▶ _Stated goal_:
Rewrite the lines below with "named target" changed to "named object" wherever it occurs, keeping everything else the same.
----- Data for the task
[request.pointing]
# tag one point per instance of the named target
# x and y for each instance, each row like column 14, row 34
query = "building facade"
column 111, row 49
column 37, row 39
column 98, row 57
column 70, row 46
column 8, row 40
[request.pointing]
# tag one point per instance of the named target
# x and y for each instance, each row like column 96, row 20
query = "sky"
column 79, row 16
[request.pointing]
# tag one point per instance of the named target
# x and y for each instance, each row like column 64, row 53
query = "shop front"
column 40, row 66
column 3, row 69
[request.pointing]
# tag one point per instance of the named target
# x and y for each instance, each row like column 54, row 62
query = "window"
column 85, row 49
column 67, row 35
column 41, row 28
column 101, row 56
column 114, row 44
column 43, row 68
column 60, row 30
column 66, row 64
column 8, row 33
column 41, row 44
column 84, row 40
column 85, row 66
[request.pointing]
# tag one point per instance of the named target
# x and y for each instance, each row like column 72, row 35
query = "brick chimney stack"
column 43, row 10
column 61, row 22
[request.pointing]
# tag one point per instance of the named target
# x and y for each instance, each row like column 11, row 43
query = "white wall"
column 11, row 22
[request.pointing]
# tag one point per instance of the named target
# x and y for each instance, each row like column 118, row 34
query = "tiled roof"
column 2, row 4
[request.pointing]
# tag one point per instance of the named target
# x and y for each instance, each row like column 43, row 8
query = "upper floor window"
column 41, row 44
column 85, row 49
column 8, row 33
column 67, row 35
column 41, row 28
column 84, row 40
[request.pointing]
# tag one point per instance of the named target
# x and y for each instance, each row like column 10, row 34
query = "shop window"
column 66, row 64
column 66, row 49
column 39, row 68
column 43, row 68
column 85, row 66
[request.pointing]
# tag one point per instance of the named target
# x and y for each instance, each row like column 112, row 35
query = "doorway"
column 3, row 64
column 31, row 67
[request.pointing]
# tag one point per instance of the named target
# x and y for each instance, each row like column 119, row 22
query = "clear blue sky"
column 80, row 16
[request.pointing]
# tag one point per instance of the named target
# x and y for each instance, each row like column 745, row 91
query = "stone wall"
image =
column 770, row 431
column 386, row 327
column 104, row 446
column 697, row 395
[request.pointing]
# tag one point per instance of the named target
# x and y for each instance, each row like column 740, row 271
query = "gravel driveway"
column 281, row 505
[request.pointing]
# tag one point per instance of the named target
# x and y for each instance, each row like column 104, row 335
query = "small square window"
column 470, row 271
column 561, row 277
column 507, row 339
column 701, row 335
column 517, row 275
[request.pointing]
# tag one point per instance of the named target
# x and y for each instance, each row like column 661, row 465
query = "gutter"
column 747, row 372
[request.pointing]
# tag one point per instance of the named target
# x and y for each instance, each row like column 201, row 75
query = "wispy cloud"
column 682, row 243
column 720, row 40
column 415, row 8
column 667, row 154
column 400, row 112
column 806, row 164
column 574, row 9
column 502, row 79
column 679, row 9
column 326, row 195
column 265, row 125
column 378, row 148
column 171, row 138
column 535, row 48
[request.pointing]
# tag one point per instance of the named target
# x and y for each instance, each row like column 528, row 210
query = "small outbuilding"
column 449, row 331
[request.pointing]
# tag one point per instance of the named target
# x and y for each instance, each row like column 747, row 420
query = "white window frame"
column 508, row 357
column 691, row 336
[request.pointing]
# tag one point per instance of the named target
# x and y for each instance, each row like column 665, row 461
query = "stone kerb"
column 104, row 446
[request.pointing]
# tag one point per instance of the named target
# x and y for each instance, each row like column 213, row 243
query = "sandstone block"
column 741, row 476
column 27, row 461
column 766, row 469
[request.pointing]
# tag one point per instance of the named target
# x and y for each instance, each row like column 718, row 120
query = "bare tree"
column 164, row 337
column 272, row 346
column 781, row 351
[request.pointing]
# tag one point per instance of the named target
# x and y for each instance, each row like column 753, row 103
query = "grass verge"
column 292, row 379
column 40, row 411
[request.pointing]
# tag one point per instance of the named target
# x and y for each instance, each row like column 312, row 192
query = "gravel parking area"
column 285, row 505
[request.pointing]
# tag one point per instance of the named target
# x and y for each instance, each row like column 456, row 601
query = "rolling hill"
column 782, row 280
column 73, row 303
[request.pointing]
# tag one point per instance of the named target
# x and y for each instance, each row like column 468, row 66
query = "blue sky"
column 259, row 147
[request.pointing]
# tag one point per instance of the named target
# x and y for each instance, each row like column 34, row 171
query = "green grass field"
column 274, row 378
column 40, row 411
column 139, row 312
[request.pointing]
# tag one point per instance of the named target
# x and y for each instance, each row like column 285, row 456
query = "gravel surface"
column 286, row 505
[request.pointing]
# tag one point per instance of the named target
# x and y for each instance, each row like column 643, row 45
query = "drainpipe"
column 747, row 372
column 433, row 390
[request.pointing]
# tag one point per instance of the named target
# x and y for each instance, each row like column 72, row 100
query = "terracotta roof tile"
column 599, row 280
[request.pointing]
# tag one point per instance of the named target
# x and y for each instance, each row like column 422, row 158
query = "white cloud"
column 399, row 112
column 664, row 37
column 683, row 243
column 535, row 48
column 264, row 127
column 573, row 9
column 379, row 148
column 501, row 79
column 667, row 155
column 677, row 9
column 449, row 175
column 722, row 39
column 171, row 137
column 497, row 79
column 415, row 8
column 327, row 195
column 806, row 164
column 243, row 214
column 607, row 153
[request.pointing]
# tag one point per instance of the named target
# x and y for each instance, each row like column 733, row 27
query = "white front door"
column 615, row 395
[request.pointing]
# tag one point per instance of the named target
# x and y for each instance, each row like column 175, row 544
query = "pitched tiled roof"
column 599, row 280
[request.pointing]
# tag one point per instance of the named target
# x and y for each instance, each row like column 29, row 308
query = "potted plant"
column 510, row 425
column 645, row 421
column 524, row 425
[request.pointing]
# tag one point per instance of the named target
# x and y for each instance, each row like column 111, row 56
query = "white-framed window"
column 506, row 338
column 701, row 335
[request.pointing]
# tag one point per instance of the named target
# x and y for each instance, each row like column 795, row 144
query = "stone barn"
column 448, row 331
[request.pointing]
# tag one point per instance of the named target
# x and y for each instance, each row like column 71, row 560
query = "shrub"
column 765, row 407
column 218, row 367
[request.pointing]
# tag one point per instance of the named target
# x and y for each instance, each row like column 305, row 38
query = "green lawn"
----------
▶ _Reply_:
[request.pointing]
# tag one point per instance of the named object
# x and y for each instance, each row like column 14, row 34
query = "building facade"
column 111, row 49
column 37, row 39
column 98, row 57
column 70, row 46
column 8, row 40
[request.pointing]
# tag one point per instance of the named object
# x and y for each instance, each row like column 96, row 20
query = "sky"
column 79, row 16
[request.pointing]
# tag one point per instance of the named object
# x and y for each instance, each row like column 64, row 53
query = "shop front"
column 40, row 66
column 3, row 69
[request.pointing]
# tag one point per instance of the named object
# x and y for each instance, each row like column 54, row 62
query = "window"
column 85, row 49
column 67, row 35
column 41, row 28
column 101, row 56
column 114, row 44
column 43, row 68
column 60, row 30
column 66, row 64
column 8, row 33
column 41, row 44
column 84, row 40
column 85, row 66
[request.pointing]
# tag one point per instance of the named object
# x and y for each instance, each row like column 72, row 35
query = "brick chimney stack"
column 43, row 10
column 61, row 22
[request.pointing]
# tag one point per instance of the named object
# x and y for each instance, each row like column 11, row 43
query = "white wall"
column 11, row 22
[request.pointing]
# tag one point per instance of the named object
# x and y for each instance, each row like column 118, row 34
query = "tiled roof"
column 2, row 4
[request.pointing]
# tag one point per instance of the named object
# x and y for each instance, each row like column 43, row 8
query = "upper floor window"
column 41, row 44
column 85, row 49
column 8, row 33
column 67, row 35
column 41, row 28
column 84, row 40
[request.pointing]
# tag one point per instance of the named object
# x and y for each instance, each row like column 10, row 34
query = "shop window"
column 66, row 64
column 66, row 49
column 39, row 68
column 43, row 68
column 85, row 66
[request.pointing]
# tag one point per instance of the named object
# x and y for each instance, each row like column 112, row 35
query = "doorway"
column 3, row 64
column 31, row 67
[request.pointing]
# tag one point per instance of the named object
# x and y for each instance, each row like column 119, row 22
query = "clear blue sky"
column 80, row 16
[request.pointing]
# tag one point per instance of the named object
# x and y for each instance, each row like column 745, row 91
query = "stone wall"
image =
column 770, row 431
column 386, row 327
column 104, row 446
column 697, row 395
[request.pointing]
# tag one point per instance of the named object
# x and y for each instance, each row like column 740, row 271
query = "gravel driveway"
column 281, row 505
[request.pointing]
# tag one point per instance of the named object
# x and y for each instance, each row like column 104, row 335
query = "small square window"
column 470, row 271
column 561, row 277
column 507, row 339
column 701, row 335
column 517, row 275
[request.pointing]
# tag one point per instance of the named object
# x and y for each instance, each row like column 661, row 465
query = "gutter"
column 747, row 372
[request.pointing]
# tag one point per instance of the named object
# x and y for each instance, each row like column 201, row 75
query = "wispy cloud"
column 682, row 243
column 720, row 40
column 415, row 8
column 667, row 154
column 400, row 112
column 806, row 164
column 574, row 9
column 502, row 79
column 679, row 9
column 326, row 195
column 265, row 125
column 378, row 148
column 171, row 138
column 535, row 48
[request.pointing]
# tag one point per instance of the named object
# x and y for each instance, each row like column 528, row 210
query = "small outbuilding"
column 449, row 331
[request.pointing]
# tag one point per instance of the named object
# x and y for each instance, each row like column 747, row 420
query = "white window frame"
column 508, row 357
column 691, row 336
[request.pointing]
# tag one point per instance of the named object
# x and y for each instance, each row like column 665, row 461
query = "stone kerb"
column 104, row 446
[request.pointing]
# tag one point per instance of the named object
# x and y for each instance, each row like column 213, row 243
query = "sandstone block"
column 741, row 476
column 27, row 461
column 766, row 469
[request.pointing]
# tag one point per instance of the named object
# x and y for each instance, each row like column 718, row 120
query = "bare tree"
column 164, row 337
column 272, row 346
column 781, row 351
[request.pointing]
# tag one point per instance of the named object
# x and y for each instance, each row like column 753, row 103
query = "grass verge"
column 292, row 379
column 40, row 411
[request.pointing]
# tag one point per instance of the named object
# x and y for each instance, each row like column 312, row 192
query = "gravel parking area"
column 285, row 505
[request.pointing]
# tag one point per instance of the named object
# x and y for each instance, each row like column 456, row 601
query = "rolling hill"
column 782, row 280
column 73, row 303
[request.pointing]
# tag one point per instance of the named object
# x and y for each instance, each row like column 468, row 66
query = "blue sky"
column 259, row 147
[request.pointing]
# tag one point per instance of the named object
# x and y for each instance, each row like column 34, row 171
query = "green grass field"
column 274, row 378
column 40, row 411
column 139, row 312
[request.pointing]
# tag one point per instance of the named object
# x and y for each instance, each row like column 285, row 456
query = "gravel surface"
column 286, row 505
[request.pointing]
# tag one point per instance of the named object
# x and y for each instance, each row like column 643, row 45
query = "drainpipe"
column 747, row 372
column 433, row 390
[request.pointing]
# tag one point per instance of the named object
# x and y for each instance, each row like column 72, row 100
query = "terracotta roof tile"
column 599, row 280
[request.pointing]
# tag one point per instance of the named object
# x and y for each instance, each row like column 422, row 158
query = "white cloud"
column 399, row 112
column 664, row 37
column 683, row 243
column 535, row 48
column 264, row 127
column 573, row 9
column 379, row 148
column 501, row 79
column 667, row 155
column 677, row 9
column 449, row 175
column 722, row 39
column 171, row 137
column 497, row 79
column 415, row 8
column 327, row 195
column 806, row 164
column 243, row 214
column 607, row 153
[request.pointing]
# tag one point per instance of the named object
# x and y for each instance, each row like column 733, row 27
query = "white front door"
column 615, row 395
[request.pointing]
# tag one point per instance of the named object
# x and y for each instance, each row like column 175, row 544
query = "pitched tiled roof"
column 599, row 280
[request.pointing]
# tag one point per instance of the named object
# x and y for each instance, each row like column 29, row 308
query = "potted plant"
column 510, row 425
column 645, row 421
column 524, row 425
[request.pointing]
# tag one point per instance of the named object
# x and y for each instance, each row like column 111, row 56
query = "white-framed window"
column 506, row 338
column 701, row 335
[request.pointing]
# tag one point per instance of the named object
# x and y for each instance, each row like column 795, row 144
query = "stone barn"
column 448, row 331
[request.pointing]
# tag one point per instance of the named object
# x and y for each instance, each row like column 71, row 560
query = "shrub"
column 765, row 407
column 218, row 367
[request.pointing]
# tag one point per instance of the named object
# x and y for each instance, each row like column 305, row 38
query = "green lawn"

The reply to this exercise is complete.